- _TASK BRIEF_
Convert the lines below into a JSON list of strings with one string per line, leaving out blank lines.

++++++++

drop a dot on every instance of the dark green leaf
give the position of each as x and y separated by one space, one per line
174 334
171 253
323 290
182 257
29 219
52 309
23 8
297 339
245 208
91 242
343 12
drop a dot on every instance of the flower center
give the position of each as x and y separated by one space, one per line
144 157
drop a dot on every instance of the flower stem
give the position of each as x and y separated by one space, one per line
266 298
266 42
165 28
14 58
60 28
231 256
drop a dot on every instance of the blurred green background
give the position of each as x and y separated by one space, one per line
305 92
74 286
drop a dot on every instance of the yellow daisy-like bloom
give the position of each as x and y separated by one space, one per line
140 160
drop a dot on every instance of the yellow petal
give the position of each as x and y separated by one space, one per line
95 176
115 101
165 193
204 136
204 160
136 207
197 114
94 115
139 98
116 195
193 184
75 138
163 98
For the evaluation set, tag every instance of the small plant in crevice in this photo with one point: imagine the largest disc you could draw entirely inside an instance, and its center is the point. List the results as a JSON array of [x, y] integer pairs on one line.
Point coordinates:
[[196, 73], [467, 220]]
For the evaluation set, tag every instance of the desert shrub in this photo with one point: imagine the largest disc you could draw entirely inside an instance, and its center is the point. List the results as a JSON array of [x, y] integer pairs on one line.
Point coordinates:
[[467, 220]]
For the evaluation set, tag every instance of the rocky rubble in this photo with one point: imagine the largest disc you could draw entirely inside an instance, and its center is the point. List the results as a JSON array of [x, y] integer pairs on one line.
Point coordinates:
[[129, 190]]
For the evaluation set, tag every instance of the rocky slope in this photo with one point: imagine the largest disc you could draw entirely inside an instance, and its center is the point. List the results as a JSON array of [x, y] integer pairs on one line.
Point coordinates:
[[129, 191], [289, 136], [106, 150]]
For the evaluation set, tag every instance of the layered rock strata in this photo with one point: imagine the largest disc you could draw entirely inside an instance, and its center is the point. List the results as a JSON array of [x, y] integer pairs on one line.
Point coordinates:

++++++++

- _TASK RESULT_
[
  "drop a dot on every instance of the dark green leaf",
  "give the position of each as x and y separated by one space, one per line",
  "174 334",
  "171 253",
  "323 290",
  "182 257",
  "29 219",
  "52 309",
  "23 8",
  "297 339",
  "245 208",
  "91 242",
  "343 12",
  "drop a dot on every instance of the flower center",
  "give the position of each as x and y separated by one space, one per line",
  "144 157",
  "drop a dot on every instance of the flower stem",
  "give the position of each as x and y separated by one space, one per line",
  "266 298",
  "266 42",
  "165 28",
  "14 58",
  "60 28",
  "231 256",
  "drop a dot on every instance of the blurred green background",
  "give the position of each as x and y separated by one space, one per line",
  "305 92",
  "74 286",
  "drop a dot on every instance of the yellow daisy-like bloom",
  "give the position of each as x and y separated by one space, one per line",
  "140 160",
  "drop a dot on every instance of the yellow petal",
  "give the position of each as x and y separated by one space, one per line",
  "95 176",
  "115 101",
  "165 193",
  "204 136",
  "204 160",
  "136 207",
  "197 114",
  "94 115",
  "139 98",
  "116 195",
  "193 184",
  "75 138",
  "163 98",
  "For the evaluation set, tag every instance of the small plant in crevice in this photo with one point: imagine the largest disc you could draw entirely inside an instance, and its center is the point. List the results as a JSON array of [x, y] integer pairs on one line.",
  "Point coordinates:",
  "[[196, 73], [467, 220]]",
  "For the evaluation set, tag every instance of the desert shrub in this photo with one point: imagine the largest disc you could draw entirely inside an instance, and its center is the point. List the results as a JSON array of [x, y] integer pairs on one line.",
  "Point coordinates:",
  "[[467, 220]]",
  "For the evaluation set, tag every instance of the rocky rubble in this photo with one point: imagine the largest disc you could draw entirely inside an instance, and its center is the point. List the results as a JSON array of [x, y] integer pairs on one line.",
  "Point coordinates:",
  "[[129, 190]]",
  "For the evaluation set, tag every instance of the rocky slope in this photo with one point: imagine the largest disc you could draw entirely inside an instance, and its center is the point. List the results as a JSON array of [x, y] integer pairs on one line.",
  "Point coordinates:",
  "[[129, 191], [289, 136], [106, 150]]",
  "For the evaluation set, tag every instance of the layered rock strata in this photo with one point: imagine the largest disc you could draw entirely inside an instance, and its center is the point. List the results as a JSON array of [x, y] integer pairs on one line.",
  "Point coordinates:"
]